[Location annotation dataset excerpts]

+--

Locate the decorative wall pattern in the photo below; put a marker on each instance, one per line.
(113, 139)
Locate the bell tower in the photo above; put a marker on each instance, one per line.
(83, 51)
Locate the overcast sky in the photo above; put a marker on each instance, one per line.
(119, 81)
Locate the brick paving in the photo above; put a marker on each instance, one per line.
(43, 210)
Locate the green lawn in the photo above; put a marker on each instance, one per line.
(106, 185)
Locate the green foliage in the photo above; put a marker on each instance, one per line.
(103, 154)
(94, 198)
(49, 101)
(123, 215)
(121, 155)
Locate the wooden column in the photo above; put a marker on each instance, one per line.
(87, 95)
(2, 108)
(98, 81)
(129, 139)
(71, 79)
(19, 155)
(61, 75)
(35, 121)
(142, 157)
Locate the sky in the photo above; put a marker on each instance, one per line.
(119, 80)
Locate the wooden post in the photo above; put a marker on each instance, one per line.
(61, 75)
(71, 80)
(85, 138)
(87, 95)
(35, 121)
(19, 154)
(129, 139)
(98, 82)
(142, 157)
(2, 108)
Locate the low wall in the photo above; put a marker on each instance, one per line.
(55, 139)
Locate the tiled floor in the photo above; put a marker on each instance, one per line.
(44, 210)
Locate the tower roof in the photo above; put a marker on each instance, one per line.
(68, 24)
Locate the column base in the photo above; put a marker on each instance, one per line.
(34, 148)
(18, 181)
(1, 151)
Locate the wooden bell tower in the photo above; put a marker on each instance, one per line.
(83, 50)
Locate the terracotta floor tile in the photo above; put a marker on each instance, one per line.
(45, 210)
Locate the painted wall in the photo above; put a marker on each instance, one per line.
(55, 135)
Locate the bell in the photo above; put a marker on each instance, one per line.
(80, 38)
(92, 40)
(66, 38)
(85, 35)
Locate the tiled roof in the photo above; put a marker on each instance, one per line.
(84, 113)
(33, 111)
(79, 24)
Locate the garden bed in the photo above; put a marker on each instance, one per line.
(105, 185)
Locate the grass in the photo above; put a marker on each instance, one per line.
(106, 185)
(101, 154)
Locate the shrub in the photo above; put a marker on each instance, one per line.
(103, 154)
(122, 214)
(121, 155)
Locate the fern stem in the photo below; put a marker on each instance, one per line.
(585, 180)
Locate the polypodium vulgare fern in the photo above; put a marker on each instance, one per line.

+--

Copy out the data shown above without altering anything.

▶ **Answer**
Locate the decorative wall pattern in the photo below; put a marker on each instance, one per line.
(113, 139)
Locate the bell tower in the photo above; put a marker on each instance, one per line.
(83, 51)
Locate the overcast sky in the photo above; put a marker on each instance, one per line.
(119, 81)
Locate the brick paving in the photo above; put a marker on each instance, one per line.
(43, 210)
Locate the green lawn in the photo above; put a marker on each instance, one per line.
(106, 185)
Locate the green foliage in the photo above; put a marker on each instance, one per line.
(103, 154)
(94, 198)
(49, 101)
(123, 215)
(121, 155)
Locate the wooden column in the photo above; put a marker on each instance, one per line.
(87, 95)
(2, 108)
(98, 81)
(129, 139)
(71, 79)
(19, 155)
(61, 75)
(35, 121)
(142, 157)
Locate the sky in the photo above; put a marker on each instance, one per line.
(119, 80)
Locate the wooden post in the photo above; put a marker on each instance, one per line.
(61, 75)
(71, 80)
(85, 138)
(87, 95)
(35, 121)
(19, 154)
(129, 139)
(98, 82)
(142, 157)
(2, 108)
Locate the low wall in the photo above; put a marker on each instance, one per line.
(55, 139)
Locate the tiled floor in the photo above; put a marker on each instance, one per line.
(44, 210)
Locate the tower roof in the photo above; put a marker on each instance, one per line.
(68, 24)
Locate the column base in the photo above; put a marker on each instance, one per line.
(34, 148)
(18, 181)
(1, 151)
Locate the wooden bell tower in the photo above; put a marker on each instance, one per line.
(83, 50)
Locate the terracotta floor tile in the photo above; put a marker on each instance, one per line.
(45, 210)
Locate the painted wall in the photo above; put a marker on each instance, one per line.
(55, 135)
Locate the bell in the photo above; put a marker on each instance, one per line.
(80, 38)
(92, 40)
(66, 38)
(85, 35)
Locate the tiled roof in the photo above; put a marker on each instance, one per line.
(84, 113)
(33, 111)
(79, 24)
Locate the garden bed in the photo above; put a marker on each instance, one per line.
(105, 185)
Locate the grass in the photo above; put a marker on each instance, one per line.
(106, 185)
(101, 154)
Locate the shrub in the photo above; put a marker on each instance, one per line.
(103, 154)
(122, 214)
(121, 155)
Locate the fern stem in the photo below; put a marker on each instance, one per line.
(585, 180)
Locate the polypodium vulgare fern in the photo above; put a marker on each instance, one per line.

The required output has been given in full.